Excerpt to read →
Why isn't the page /Rotate metadata enough to detect orientation?

Many legacy scanning utilities strip, misapply, or override the /Rotate directive during multiplexing, so it cannot be trusted alone. Use it as the first layer and fall back to a geometric text-flow estimate on a downsampled render when the metadata is absent or low-confidence.

How do I correct rotation without running out of memory on a large policy binder?

Open the source PDF read-only, correct only the affected page, and write that single page to scratch storage with insert_pdf rather than concatenating the whole document in memory. Peak resident memory then stays bounded to one page, keeping a 500-page binder under roughly 150 MB regardless of scan resolution.

What should happen when orientation confidence is too low to auto-correct?

Do not force a transformation. When geometric confidence falls below 0.85, raise a LowConfidenceRotation exception and route the page to the human-review fallback queue, because forcing a guess on watermark- or stamp-heavy pages corrupts the coordinate space more reliably than leaving it alone.

Records supplied →
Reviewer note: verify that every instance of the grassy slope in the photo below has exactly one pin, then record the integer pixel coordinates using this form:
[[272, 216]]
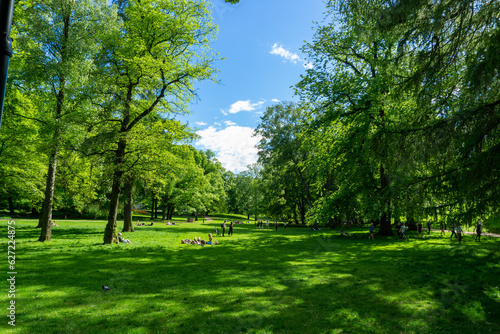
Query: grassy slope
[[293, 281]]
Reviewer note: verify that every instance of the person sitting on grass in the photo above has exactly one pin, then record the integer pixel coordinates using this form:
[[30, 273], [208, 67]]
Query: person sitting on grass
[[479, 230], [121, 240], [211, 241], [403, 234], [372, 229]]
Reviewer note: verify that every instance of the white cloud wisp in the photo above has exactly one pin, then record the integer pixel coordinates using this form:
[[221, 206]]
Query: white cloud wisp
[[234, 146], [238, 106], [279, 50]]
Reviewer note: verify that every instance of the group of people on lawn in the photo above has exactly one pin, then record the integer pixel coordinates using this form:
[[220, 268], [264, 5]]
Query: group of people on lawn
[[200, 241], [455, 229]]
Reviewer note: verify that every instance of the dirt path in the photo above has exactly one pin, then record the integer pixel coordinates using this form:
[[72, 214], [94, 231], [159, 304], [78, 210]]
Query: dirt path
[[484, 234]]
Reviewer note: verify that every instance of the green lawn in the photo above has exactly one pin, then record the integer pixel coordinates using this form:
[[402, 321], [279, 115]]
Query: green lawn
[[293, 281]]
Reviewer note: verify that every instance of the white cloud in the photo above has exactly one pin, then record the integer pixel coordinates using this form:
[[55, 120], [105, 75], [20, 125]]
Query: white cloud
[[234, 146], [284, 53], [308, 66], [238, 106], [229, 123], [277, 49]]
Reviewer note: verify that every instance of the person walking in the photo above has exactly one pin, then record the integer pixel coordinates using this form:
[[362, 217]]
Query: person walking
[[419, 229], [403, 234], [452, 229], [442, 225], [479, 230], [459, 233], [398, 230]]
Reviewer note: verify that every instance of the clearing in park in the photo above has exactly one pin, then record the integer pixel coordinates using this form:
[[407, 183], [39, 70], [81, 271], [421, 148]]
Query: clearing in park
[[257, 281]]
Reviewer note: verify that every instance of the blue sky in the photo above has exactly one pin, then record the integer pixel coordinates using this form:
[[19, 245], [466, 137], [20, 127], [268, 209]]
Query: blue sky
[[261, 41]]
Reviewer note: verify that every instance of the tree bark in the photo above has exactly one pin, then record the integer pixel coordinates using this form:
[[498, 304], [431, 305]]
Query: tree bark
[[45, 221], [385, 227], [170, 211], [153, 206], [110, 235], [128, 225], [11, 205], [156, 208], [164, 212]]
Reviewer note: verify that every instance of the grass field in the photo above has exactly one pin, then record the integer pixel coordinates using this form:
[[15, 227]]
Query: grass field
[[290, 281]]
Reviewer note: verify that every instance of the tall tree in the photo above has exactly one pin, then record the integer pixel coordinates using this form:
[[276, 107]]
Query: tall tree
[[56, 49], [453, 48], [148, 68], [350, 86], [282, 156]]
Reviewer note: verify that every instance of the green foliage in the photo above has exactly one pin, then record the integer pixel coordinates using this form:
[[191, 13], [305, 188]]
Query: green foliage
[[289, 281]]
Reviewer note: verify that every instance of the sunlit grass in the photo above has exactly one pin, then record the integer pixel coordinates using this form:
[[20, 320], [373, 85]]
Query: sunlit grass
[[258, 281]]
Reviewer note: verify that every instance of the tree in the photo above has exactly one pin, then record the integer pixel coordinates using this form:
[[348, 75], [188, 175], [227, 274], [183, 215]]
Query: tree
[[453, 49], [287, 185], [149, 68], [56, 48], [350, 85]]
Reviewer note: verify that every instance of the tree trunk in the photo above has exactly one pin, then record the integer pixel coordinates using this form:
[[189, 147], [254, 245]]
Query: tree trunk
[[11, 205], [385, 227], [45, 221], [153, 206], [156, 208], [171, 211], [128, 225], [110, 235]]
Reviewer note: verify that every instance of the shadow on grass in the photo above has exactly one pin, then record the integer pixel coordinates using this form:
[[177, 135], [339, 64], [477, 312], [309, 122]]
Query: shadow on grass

Required tasks →
1. Switch "scratch storage" to "temporary storage" in the PDF rotation Q&A, and give back everything from "Why isn't the" down to "low to auto-correct?".
2. Carry the PDF rotation Q&A forward from the point at which it stops.

Results →
1.
Why isn't the page /Rotate metadata enough to detect orientation?

Many legacy scanning utilities strip, misapply, or override the /Rotate directive during multiplexing, so it cannot be trusted alone. Use it as the first layer and fall back to a geometric text-flow estimate on a downsampled render when the metadata is absent or low-confidence.

How do I correct rotation without running out of memory on a large policy binder?

Open the source PDF read-only, correct only the affected page, and write that single page to temporary storage with insert_pdf rather than concatenating the whole document in memory. Peak resident memory then stays bounded to one page, keeping a 500-page binder under roughly 150 MB regardless of scan resolution.

What should happen when orientation confidence is too low to auto-correct?

2.
Why must each rotation produce an audit record?

State departments of insurance and NAIC data-governance reviewers treat undocumented automated modifications as integrity defects. An append-only record of the source hash, page index, detected angle, confidence, method, re-anchored media box, engine version, and timestamp makes every correction reconstructable and distinguishes automated deskew from manual override.

Handling Rotated Pages in Policy Documents

This guide is the deskew-and-orientation step inside the OCR Integration & Sync workflow, the synchronous correction that must run before any rasterized policy page reaches an OCR engine or a coordinate-based extractor.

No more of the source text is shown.